TASK TO CARRY OUT:
Extract the listing in its entirety, keeping each line identical to the original.

SOURCE RECORDS:

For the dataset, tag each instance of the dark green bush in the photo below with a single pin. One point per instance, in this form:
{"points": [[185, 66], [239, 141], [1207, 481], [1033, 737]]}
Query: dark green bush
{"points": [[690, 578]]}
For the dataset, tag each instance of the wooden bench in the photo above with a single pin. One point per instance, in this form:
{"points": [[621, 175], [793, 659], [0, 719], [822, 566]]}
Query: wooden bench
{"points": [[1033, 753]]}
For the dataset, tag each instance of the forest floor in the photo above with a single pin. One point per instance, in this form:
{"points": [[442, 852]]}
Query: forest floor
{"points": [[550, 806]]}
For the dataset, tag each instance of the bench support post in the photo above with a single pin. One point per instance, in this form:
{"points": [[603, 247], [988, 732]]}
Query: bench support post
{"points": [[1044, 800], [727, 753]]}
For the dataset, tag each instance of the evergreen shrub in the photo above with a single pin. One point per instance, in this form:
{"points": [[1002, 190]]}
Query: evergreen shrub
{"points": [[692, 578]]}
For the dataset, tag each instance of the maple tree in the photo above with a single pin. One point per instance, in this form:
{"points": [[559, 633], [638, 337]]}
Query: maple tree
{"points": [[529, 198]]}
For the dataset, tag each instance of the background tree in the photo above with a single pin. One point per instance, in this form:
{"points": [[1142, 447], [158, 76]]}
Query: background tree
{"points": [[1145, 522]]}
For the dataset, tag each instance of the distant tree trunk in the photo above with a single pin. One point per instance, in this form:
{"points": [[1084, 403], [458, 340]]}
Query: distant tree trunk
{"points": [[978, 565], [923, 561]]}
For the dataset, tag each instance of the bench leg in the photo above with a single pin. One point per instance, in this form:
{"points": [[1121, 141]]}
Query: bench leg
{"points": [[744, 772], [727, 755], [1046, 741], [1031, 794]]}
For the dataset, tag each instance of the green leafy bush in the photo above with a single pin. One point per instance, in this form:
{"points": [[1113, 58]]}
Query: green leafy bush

WRITTEN ANSWER:
For the dataset, tag each instance of the dark green bush in the photo below with a single pin. One point per instance, in this form:
{"points": [[185, 66], [239, 141], [1207, 481], [1033, 737]]}
Query: dark green bush
{"points": [[690, 578]]}
For the dataset, tag each instance of the wooden bench in the photo above with a single pin. One point per instance, in this form:
{"points": [[621, 175], [793, 659], [0, 719], [822, 566]]}
Query: wooden bench
{"points": [[1033, 753]]}
For the dataset, tag each instance of the forest floor in the photo above with a single pin. One point per instance, in this form:
{"points": [[442, 852]]}
Query: forest floor
{"points": [[550, 806]]}
For the dataset, tag each instance of the bench support post in the photo above with a single pin. One point per instance, in this form:
{"points": [[603, 247], [988, 732]]}
Query: bench support post
{"points": [[1044, 800], [727, 753]]}
For the dataset, tag each instance of the evergreen shrub in the photo above with a single pin. One point per instance, in this form:
{"points": [[1002, 190]]}
Query: evergreen shrub
{"points": [[692, 578]]}
For the dataset, tag each instance of the maple tree in the photo above with a single pin. One point per instance, in this form:
{"points": [[559, 633], [638, 337]]}
Query: maple tree
{"points": [[529, 198]]}
For the dataset, tag each instance of the background tree in the photo above with a single pin. One point per instance, in this form:
{"points": [[1142, 447], [158, 76]]}
Query: background tree
{"points": [[1145, 522]]}
For the dataset, tag each instance of the distant tree trunk in the photo above with a single pin. One point per instance, in this form:
{"points": [[1084, 403], [458, 340]]}
Query: distant tree trunk
{"points": [[978, 565], [923, 561]]}
For the dataset, tag each instance of the bench leg in the photo above with a single pin. One point per instance, in this form:
{"points": [[1121, 141]]}
Query: bench leg
{"points": [[744, 772], [727, 755], [1046, 741], [1031, 794]]}
For the dataset, tag each instance of the green leafy bush in the photo above with a single pin. One point per instance, in this form:
{"points": [[1113, 58]]}
Query: green leafy bush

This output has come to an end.